▸ Directive A:
What did a single shell burst cost the battalion on September 5th, according to the account of the battalion at Ypres?
▸ Directive B:
Write the next part of the account of the battalion at Ypres, picking up after its final sentence.

On July 27th the battalion was transported by light rail to Dainville near Arras, where it underwent extensive training until August 24th when it entrained for the Salient, arriving at Brake Camp (or “Dirty Bucket Camp” as it was known) just outside Ypres. Later they moved into dug-outs(8) on the Yser-Ypres canal bank losing 6 killed and 8 wounded on September 5th to a single shell burst. The QVRs had now been drawn into the Third Battle of Ypres, which had begun on July 31st with the Battles of Pilckem and Langemarck; it would end on November 6th with the capture of the village of Passchendaele and cost the lives of over 300,000 Commonwealth soldiers.

On September 8th, two companies were ordered to capture and hold Jury Farm and establish the line along the Winnipeg-Cemetery-Springfield Road. Things went badly from the outset when12 men of C Company were gassed by a misdirected shell from their own artillery and their commander, Lieutenant Wightwick, and his sergeant were killed in the first minutes of the attack. B Company now came under fire from the mebus (or pill-box) that C Company failed to take and so was forced to retire. The official report contained the usual ghastly balance sheet: 2 officers and 14 other ranks killed (9 by our own gas), 22 wounded. 13 prisoners were taken and 2 enemy killed. Lieutenants McAdam and Spenser-Pryse were both awarded the Military Cross.

Harry’s death warrant came in the form of Order No1 of 24th September signed by the Battalion Adjutant, Captain Harrington, instructing the 2/9th to capture and hold a section of the enemy line located about two and half miles north of Polygon Wood, from which the battle was to take its name. A brigade of the 59th Division would attack on the QVR’s right; the left was to be protected by a demonstration with dummy figures to draw the enemy’s fire. Each man was to carry 48 hours rations (1lb of biscuit, a tin of bully, a bottle of water and a bottle of tea). Harry was almost certainly armed with a Lee Enfield .303 rifle and18inch bayonet. He would be carrying a couple of Mills bombs and gas mask in his haversack and a bandolier with 170 rounds of ammunition over his shoulder. Around each man’s neck would be 2 metal identity discs, one green the other red, both stamped with the bearer’ name, regimental number, unit and religion. A grim addendum to Order No 1, posted on 25th September and marked “Warning” announced that the word “Retire” was not to be used on any account and that “anyone using this word will be treated as an enemy and shot.”

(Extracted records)

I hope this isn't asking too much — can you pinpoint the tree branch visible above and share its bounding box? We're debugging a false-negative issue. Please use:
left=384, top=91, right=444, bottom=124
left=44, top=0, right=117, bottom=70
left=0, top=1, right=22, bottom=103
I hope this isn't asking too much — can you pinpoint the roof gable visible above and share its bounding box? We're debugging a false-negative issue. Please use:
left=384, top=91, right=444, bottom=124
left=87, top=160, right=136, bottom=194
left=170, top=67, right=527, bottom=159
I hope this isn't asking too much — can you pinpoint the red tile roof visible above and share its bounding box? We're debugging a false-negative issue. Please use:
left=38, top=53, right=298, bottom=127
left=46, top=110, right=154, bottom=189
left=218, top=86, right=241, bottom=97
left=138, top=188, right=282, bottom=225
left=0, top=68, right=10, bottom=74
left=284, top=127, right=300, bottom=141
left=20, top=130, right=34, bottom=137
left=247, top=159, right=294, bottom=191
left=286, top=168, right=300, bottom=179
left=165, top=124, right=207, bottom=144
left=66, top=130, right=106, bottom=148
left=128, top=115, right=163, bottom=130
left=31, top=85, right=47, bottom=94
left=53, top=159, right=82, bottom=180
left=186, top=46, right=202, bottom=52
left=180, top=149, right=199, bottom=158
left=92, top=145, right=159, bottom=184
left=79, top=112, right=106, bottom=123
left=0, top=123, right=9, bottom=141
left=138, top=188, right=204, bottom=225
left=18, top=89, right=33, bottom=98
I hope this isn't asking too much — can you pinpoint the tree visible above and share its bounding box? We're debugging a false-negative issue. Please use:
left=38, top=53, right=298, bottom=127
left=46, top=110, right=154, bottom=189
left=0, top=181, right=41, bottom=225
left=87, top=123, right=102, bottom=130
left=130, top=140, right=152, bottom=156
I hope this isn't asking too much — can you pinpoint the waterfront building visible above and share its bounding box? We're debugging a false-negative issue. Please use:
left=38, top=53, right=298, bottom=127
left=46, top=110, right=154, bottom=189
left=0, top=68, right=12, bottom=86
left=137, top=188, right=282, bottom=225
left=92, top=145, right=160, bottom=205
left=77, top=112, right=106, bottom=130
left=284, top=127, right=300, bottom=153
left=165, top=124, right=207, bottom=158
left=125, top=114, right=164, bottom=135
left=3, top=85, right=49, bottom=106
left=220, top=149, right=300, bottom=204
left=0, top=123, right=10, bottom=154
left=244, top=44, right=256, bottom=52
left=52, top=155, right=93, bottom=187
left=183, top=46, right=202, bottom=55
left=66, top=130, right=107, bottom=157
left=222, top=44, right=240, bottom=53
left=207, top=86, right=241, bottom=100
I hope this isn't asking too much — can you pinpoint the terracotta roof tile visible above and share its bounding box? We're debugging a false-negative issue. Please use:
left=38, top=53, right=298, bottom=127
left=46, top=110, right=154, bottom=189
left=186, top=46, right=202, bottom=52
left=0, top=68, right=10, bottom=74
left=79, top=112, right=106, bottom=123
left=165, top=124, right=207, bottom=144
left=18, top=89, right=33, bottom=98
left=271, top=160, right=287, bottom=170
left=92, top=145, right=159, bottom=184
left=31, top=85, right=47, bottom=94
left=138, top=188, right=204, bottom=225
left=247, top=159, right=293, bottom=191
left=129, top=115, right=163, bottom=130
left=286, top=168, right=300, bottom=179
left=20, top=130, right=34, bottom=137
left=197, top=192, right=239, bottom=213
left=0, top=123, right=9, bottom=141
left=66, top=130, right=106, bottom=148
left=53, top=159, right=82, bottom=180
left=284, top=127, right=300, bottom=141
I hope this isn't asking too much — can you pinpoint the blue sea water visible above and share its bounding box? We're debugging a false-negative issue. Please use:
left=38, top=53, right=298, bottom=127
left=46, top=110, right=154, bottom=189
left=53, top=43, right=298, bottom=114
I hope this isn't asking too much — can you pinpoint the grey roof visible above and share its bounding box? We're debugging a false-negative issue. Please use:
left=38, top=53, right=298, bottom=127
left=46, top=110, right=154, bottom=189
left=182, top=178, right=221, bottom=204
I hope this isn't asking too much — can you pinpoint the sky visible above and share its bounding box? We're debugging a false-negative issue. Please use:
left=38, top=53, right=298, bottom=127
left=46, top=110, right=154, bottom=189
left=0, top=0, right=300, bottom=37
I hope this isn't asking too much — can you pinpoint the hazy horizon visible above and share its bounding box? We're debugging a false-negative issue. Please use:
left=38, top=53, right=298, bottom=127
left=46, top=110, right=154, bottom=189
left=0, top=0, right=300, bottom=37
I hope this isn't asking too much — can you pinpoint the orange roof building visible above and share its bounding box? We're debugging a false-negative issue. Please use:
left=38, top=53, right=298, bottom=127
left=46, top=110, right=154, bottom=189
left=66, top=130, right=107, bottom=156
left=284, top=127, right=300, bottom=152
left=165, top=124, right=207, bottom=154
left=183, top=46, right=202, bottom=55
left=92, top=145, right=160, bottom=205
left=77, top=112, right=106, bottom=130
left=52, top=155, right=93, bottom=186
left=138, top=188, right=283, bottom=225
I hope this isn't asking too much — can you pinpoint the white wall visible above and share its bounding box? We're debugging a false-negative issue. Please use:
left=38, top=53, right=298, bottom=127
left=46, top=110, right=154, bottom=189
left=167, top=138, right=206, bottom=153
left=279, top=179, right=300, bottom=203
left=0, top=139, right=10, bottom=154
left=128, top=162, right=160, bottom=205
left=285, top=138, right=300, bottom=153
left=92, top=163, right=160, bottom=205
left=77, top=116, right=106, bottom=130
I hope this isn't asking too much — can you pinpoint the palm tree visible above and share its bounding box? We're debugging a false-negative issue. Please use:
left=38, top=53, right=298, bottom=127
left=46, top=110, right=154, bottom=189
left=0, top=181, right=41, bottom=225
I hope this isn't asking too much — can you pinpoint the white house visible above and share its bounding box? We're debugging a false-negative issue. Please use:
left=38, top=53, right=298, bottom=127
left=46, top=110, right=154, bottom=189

▸ Exercise result A:
6 killed and 8 wounded.

▸ Exercise result B:
At 10pm on the 25th the battalion, consisting of approximately 400 men and 14 officers, left its dug-outs in the canal bank at Boesinghe where they had been since the 21st and moved up through Essex Farm and Buffs Road to St Julien. At 5.50 am on the 26th, after a biscuit and a spoonful of rum, the troops moved off from the start line, a tape dotted with numbered luminous discs marking the position of each platoon, pushing forward into a thick mist made worse by the clouds of dust and smoke sent up by the creeping artillery barrage. Orders called for a distance of 100 yards between platoons, 200 yards between companies. The QVR’s objectives were the German lines, which traversed Vale House, Clifton House and Aviatek Farm. Let us not imagine that Harry would be crossing fields of ripening wheat or running through orchards towards enemy defended farmhouses. The farms with their coded names were no more than map references, sections of the enemy’s line to be attacked and taken. The towns, villages, fields and woods of the salient had been pounded into a brown porridge of mud studded with bomb craters and littered with the awful detritus of war. Polygon Wood, as a wood, no longer existed; all that was left of the farmhouses were a few bricks screening enemy pill-boxes. Order was impossible in these conditions and communications difficult. Out of telephone, lamps, flags, pigeons, dogs and runner, the last named was still considered by Lieut. Spenser-Pryse to be “the most reliable (form of communication) since the battle of Marathon in 490BC. On the 26th our dogs simply ran round in circles or failed to start; the pigeons were not bad but would not fly after dark.” The attack, met with heavy machine gun and sniper fire, soon bogged down in shell holes short of the enemy line and the QVRs began to take heavy casualties(9). “At 6am, Lieut. John Marshall disappeared into the fog at the head of his platoon. Two platoons of D Company also vanished into the mist and were not seen again”.

Harry may have been in one of those lost platoons; in any event his body was never found. He is remembered on Panel 151 at Tyne Cot(10) cemetery along with the other 34,927 Commonwealth soldiers with no known grave. Harry died at a time when our families (the Lynns, the Maynes and the Roberts) were closer than they would ever be again; my mother, thirteen at the time, was probably very affected by her elder cousin’s death.

—–

Rifleman No 393345 Harry William Mayne of Queen Victoria’s Rifles, killed in action 27th September 1917.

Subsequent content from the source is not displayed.